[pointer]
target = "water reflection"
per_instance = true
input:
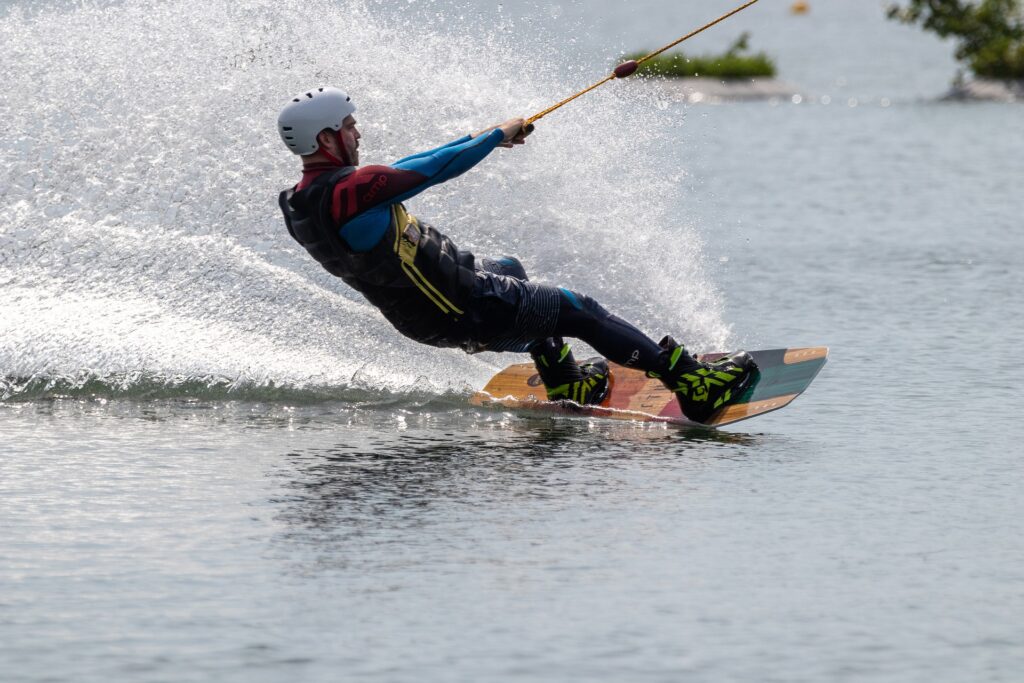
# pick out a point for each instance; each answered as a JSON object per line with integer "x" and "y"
{"x": 424, "y": 479}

········

→ **WORK TASK**
Reproduce every line of the data above, exactly as it stands, but not the pictures.

→ **RESPONSE BOX**
[pointer]
target = "water reflection"
per_instance = true
input:
# pick out a point for each instance; each answered as a JSON object per line with integer "x" and "y"
{"x": 424, "y": 479}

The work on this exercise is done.